§ **WHAT YOU HAVE TO DO**: In the records below, which lines include "child"? Copy them.

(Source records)
########

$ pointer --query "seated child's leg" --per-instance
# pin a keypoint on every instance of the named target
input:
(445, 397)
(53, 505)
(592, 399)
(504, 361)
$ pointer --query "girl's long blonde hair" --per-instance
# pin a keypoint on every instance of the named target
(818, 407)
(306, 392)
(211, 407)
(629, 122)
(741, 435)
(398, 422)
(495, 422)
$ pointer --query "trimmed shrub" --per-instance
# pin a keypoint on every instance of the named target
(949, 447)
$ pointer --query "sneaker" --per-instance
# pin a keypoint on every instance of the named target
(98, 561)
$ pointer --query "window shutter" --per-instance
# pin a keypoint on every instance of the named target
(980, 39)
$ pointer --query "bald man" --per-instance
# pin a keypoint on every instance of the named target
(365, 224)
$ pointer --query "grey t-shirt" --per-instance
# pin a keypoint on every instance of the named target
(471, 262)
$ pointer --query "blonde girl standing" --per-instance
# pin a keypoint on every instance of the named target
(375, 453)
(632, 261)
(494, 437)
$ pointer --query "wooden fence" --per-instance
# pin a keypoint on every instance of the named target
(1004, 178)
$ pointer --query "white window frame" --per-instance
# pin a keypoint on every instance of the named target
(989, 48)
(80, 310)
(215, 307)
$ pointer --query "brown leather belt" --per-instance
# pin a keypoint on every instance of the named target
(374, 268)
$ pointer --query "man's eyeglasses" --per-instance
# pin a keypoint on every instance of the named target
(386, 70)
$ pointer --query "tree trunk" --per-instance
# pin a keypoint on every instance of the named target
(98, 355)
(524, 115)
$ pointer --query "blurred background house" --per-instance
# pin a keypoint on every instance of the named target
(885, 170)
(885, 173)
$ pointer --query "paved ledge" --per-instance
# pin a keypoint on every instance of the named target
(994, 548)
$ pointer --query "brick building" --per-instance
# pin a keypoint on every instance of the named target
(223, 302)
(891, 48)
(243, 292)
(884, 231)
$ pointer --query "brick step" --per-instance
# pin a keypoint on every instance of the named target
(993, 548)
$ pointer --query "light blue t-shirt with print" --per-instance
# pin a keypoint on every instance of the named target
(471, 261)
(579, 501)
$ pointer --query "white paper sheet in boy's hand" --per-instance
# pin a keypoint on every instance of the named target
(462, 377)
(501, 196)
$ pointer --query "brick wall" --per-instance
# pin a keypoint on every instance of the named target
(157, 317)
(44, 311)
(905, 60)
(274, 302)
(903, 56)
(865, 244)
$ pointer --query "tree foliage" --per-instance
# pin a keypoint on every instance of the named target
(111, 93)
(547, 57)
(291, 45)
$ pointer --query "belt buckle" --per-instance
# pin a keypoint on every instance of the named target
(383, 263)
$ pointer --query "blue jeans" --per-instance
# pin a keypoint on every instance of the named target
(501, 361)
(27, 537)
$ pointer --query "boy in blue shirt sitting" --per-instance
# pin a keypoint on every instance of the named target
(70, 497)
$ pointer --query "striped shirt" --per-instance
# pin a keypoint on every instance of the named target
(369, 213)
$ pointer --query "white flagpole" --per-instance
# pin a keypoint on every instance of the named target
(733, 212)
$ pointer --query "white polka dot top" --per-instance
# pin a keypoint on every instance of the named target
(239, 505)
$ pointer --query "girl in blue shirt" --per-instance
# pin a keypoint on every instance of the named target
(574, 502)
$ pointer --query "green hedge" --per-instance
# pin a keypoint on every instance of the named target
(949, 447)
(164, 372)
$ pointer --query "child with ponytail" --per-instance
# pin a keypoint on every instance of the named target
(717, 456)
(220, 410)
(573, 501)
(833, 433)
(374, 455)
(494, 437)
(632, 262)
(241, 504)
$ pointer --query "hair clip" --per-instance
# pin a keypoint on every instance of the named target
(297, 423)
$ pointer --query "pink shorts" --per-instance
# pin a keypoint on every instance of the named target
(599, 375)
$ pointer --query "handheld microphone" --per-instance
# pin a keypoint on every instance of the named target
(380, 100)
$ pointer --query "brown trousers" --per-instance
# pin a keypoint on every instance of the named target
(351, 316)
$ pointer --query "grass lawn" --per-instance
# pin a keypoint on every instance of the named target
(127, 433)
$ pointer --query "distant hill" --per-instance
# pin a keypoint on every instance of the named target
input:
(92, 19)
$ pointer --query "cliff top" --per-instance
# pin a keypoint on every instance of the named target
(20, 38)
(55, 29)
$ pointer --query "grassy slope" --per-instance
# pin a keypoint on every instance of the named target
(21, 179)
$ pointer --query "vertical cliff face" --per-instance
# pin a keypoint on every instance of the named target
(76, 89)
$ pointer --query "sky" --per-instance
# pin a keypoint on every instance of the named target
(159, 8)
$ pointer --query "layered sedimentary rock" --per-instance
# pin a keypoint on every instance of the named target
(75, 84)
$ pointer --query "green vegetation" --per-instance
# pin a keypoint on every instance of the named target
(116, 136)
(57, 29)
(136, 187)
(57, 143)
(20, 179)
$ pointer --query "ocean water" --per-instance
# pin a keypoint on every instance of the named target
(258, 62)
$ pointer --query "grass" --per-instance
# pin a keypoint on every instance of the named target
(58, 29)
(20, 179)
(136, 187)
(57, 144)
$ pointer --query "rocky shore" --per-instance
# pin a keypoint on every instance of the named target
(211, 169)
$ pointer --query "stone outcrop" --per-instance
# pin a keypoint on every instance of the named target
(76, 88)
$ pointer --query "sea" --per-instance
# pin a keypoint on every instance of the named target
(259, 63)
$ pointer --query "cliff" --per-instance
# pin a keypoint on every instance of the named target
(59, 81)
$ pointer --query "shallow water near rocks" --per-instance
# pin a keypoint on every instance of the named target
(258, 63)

########

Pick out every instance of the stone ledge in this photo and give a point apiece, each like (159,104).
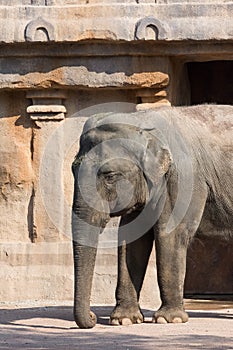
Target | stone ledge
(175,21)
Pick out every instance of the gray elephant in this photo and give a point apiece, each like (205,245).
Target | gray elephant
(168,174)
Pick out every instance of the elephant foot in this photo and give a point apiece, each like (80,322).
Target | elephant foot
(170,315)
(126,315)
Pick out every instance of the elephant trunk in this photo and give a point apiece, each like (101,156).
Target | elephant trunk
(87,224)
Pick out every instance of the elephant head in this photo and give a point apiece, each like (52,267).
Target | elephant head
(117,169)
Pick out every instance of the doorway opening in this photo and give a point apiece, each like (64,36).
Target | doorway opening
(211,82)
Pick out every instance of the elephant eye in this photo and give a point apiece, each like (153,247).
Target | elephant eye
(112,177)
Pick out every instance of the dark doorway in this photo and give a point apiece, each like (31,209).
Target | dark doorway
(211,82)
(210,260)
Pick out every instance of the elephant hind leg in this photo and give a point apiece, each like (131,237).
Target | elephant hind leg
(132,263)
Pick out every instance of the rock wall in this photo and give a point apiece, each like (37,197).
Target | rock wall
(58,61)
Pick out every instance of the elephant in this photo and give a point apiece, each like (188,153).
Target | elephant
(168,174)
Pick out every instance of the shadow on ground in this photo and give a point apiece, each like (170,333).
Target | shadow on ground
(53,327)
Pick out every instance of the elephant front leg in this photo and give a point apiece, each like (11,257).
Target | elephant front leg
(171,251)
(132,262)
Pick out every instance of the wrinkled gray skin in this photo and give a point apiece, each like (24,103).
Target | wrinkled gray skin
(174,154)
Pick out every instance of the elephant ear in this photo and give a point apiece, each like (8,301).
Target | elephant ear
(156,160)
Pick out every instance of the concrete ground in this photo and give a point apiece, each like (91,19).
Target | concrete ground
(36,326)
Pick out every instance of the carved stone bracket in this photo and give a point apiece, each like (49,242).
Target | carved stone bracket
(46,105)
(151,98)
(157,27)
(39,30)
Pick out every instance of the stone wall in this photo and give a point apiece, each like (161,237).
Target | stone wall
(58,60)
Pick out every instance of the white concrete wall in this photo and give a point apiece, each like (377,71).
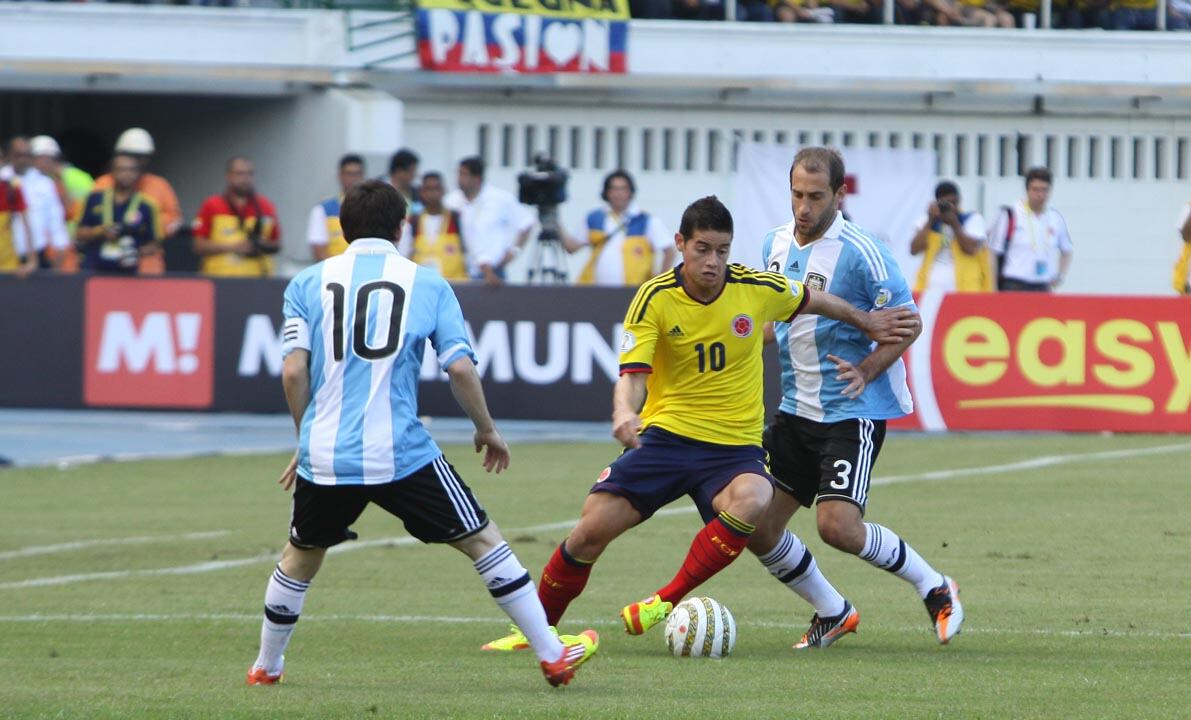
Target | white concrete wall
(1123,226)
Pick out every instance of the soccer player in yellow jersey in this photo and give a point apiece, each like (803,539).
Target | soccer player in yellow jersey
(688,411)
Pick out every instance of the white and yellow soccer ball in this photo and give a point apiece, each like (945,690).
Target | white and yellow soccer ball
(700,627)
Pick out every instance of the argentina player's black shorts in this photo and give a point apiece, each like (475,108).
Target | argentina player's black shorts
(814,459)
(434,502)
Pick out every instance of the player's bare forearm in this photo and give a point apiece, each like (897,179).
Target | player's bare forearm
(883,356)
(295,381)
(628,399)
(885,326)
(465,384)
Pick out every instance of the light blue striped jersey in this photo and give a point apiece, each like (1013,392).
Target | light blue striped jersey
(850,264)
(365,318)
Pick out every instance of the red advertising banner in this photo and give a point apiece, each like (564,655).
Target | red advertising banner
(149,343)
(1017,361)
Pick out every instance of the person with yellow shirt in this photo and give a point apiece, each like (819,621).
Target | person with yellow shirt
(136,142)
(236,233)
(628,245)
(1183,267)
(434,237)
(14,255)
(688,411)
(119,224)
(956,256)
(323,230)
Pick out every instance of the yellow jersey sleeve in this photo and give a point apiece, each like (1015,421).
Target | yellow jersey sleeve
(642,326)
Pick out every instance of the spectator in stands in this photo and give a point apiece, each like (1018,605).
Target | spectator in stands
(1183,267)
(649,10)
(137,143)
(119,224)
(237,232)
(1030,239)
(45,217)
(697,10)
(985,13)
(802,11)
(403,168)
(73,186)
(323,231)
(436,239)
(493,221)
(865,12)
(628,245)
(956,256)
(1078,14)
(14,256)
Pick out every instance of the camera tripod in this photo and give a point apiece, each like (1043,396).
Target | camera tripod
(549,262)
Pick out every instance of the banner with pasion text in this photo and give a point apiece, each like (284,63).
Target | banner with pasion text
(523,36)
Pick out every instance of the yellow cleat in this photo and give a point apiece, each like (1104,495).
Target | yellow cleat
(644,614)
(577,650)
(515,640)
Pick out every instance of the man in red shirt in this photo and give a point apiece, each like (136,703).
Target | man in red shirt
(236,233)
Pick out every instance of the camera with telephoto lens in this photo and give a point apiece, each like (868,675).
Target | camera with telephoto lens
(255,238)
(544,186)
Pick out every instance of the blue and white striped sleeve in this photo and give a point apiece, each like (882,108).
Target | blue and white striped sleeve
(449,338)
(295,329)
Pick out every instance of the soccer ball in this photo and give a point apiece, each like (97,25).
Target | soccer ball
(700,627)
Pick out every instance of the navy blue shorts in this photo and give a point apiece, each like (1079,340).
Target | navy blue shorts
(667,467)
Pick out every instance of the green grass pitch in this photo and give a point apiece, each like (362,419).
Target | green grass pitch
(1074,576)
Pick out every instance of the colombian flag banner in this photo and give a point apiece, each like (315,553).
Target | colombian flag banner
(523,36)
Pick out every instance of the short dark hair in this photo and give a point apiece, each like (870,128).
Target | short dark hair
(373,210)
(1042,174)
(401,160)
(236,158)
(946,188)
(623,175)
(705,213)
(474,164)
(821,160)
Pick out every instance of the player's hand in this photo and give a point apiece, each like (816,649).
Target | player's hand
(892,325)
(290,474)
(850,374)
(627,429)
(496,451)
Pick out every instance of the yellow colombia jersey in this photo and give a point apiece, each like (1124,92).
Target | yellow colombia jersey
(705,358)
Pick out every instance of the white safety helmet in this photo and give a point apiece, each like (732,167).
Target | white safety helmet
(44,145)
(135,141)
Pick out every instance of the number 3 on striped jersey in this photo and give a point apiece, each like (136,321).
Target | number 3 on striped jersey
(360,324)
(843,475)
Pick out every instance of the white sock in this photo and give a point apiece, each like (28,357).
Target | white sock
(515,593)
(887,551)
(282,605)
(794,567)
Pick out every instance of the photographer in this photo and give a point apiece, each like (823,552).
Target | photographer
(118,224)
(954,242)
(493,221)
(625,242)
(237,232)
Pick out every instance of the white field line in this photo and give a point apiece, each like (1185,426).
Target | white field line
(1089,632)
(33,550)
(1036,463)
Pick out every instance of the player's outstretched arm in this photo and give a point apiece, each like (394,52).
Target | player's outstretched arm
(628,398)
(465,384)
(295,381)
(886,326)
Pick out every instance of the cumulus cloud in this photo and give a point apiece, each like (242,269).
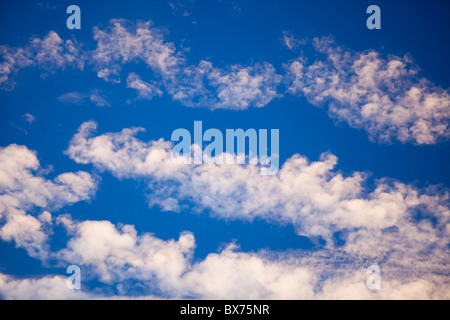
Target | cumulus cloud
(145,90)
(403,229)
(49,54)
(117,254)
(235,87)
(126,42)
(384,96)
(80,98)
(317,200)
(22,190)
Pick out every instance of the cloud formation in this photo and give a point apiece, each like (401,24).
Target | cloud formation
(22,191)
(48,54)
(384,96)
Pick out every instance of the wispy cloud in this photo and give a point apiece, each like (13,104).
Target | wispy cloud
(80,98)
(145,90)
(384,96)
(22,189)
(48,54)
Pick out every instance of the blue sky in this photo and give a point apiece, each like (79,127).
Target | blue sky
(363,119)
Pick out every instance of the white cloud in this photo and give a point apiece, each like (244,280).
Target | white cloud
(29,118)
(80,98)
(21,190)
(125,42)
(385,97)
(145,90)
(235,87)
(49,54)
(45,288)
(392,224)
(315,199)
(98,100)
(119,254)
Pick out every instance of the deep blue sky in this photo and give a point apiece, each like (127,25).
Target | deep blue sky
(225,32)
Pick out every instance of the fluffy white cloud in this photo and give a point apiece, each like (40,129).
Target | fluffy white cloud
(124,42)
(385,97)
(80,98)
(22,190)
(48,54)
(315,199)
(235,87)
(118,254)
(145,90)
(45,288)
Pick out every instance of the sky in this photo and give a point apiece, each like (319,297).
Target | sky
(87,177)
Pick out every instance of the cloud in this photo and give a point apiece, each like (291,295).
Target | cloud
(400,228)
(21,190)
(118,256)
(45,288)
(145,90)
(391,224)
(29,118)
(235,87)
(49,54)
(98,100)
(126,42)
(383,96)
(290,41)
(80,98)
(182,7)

########

§ **REPLY TO THE EXERCISE**:
$ pointer --query "seated child's leg" --per-instance
$ pointer --query "child with ponytail" --per-instance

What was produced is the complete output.